> Supplied information
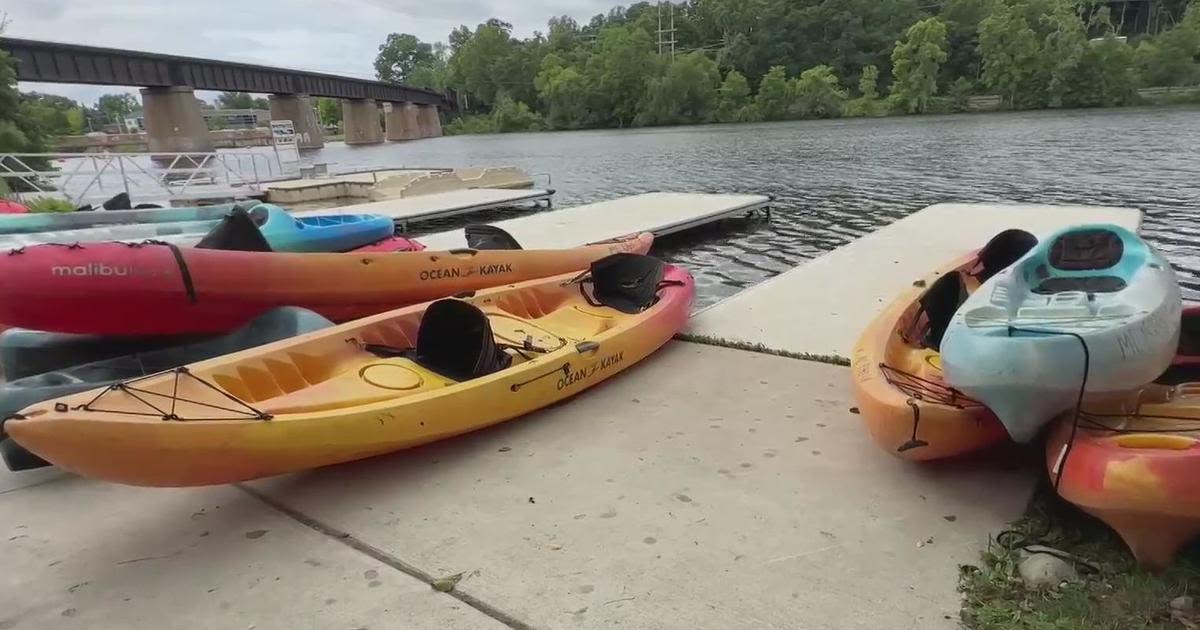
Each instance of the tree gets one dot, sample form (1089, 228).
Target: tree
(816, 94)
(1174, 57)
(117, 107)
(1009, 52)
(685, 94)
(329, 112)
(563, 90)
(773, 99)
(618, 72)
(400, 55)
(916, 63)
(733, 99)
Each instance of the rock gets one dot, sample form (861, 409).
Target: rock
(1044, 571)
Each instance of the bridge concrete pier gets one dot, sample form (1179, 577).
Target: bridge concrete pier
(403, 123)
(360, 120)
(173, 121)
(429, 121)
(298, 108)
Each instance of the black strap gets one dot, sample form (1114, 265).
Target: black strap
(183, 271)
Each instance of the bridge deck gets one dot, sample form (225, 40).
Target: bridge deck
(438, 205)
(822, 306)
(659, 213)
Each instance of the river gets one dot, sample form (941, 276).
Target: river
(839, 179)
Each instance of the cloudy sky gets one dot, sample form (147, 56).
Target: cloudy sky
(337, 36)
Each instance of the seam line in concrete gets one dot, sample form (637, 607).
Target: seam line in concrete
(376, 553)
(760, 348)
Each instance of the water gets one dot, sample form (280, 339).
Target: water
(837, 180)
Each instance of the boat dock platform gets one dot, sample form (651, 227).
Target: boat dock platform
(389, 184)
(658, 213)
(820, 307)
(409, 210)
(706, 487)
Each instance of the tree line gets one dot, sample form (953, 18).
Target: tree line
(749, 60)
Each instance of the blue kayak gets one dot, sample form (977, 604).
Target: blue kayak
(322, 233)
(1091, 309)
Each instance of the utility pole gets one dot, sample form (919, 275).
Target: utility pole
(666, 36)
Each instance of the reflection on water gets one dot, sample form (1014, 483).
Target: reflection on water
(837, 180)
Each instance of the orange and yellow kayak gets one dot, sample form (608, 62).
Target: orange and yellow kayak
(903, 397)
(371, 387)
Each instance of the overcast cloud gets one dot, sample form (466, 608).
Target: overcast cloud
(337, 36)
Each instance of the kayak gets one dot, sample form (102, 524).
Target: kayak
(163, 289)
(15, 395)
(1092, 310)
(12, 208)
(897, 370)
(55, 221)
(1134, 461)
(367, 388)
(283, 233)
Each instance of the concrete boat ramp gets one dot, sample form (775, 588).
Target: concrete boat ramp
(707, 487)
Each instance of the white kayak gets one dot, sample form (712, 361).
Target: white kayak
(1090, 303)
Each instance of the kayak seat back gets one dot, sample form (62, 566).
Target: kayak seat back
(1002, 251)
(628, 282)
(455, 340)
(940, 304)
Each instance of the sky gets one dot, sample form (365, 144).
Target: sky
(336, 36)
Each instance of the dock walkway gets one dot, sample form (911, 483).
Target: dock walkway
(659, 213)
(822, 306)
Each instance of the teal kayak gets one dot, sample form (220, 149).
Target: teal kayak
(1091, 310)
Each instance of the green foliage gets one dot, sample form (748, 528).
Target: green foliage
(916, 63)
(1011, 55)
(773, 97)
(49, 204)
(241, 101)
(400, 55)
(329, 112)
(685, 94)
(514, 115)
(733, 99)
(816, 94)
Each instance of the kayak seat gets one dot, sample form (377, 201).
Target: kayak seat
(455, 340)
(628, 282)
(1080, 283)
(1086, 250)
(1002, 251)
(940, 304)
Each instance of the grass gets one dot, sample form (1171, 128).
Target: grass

> The problem
Output the entries above exactly. Drop the pictures.

> Task solution
Each instance of the tree gets one dot, sample form (1089, 228).
Target: tree
(816, 94)
(1174, 57)
(117, 107)
(1009, 52)
(685, 94)
(329, 112)
(563, 90)
(773, 99)
(618, 72)
(400, 55)
(916, 63)
(733, 99)
Each instance of the rock gets one dot, sample form (861, 409).
Target: rock
(1044, 571)
Each instance of the bridge concrete pier gets one dot, sample form (1179, 577).
Target: bridge concrete pier
(403, 123)
(360, 120)
(173, 121)
(429, 121)
(298, 108)
Each instance of the black strap gets one dot, sample form (1114, 265).
Target: black strap
(183, 271)
Each instance of the bridge deck gets one dot, sample form (225, 40).
Target: bridge deck
(438, 205)
(822, 306)
(659, 213)
Each instance of the river gets one dot, sample form (941, 276).
Target: river
(839, 179)
Each instance of the cloudy sky gets one dot, sample form (147, 56).
Target: cloudy sky
(337, 36)
Each instance of the seam line in concrete gets one dot, sample form (637, 607).
Target: seam line in concrete
(376, 553)
(760, 348)
Each instance of the water gets one dot, sample form (280, 339).
Target: water
(837, 180)
Each instance of the boat dock platform gets one dot, sample form (651, 227).
Target: boat dock platform
(389, 184)
(658, 213)
(820, 307)
(409, 210)
(706, 487)
Each instance of the tree line gets one dot, sample form (953, 18).
Target: tree line
(749, 60)
Each instance of the blue kayak gets one dot, sample form (977, 604).
Target: blue kayak
(322, 233)
(1091, 309)
Each instance of the utility pole gets one dot, sample form (919, 275).
Target: utility pole
(666, 36)
Each instance of the reflection on water gets one dot, sample form (1014, 483).
Target: reflection on water
(837, 180)
Each instance of the orange and yellow kayak gets one dot, sample form (608, 62).
Target: orange and yellow kayak
(903, 397)
(371, 387)
Each instance of the overcast cloud gets one dot, sample form (466, 608).
Target: overcast cloud
(337, 36)
Each instance of the kayak gets one dot, sample form (102, 524).
Target: kayak
(163, 289)
(15, 395)
(1092, 310)
(12, 208)
(897, 370)
(55, 221)
(1134, 461)
(367, 388)
(283, 233)
Each instance of the concrete boat ramp gets one dot, sample form (775, 588).
Target: concrete boat ramp
(707, 487)
Each instance of the white kayak gets one dot, sample form (712, 361).
Target: white kayak
(1090, 303)
Each instance of the kayak seat back gets one dot, sample form (62, 566).
Target: kayak seat back
(1002, 251)
(628, 282)
(455, 340)
(940, 304)
Each instance of the sky gets one dot, sample form (365, 144).
Target: sky
(336, 36)
Each instance of the dock walkway gets one dot, sample form (911, 483).
Target: dock walkway
(659, 213)
(822, 306)
Each instance of the teal kayak gets one dot, sample form (220, 149).
Target: teal kayak
(1091, 310)
Each instance of the green foliage gets one dot, sample form (748, 528).
Target: green foliage
(916, 63)
(1011, 55)
(773, 97)
(49, 204)
(241, 101)
(400, 55)
(329, 112)
(685, 94)
(514, 115)
(733, 99)
(816, 94)
Each instance of the kayak seat gets one dot, sample form (377, 201).
Target: kayak seat
(455, 340)
(628, 282)
(1080, 283)
(1086, 250)
(1002, 251)
(940, 304)
Each instance of the grass gets one dot, sample form (1171, 128).
Target: grass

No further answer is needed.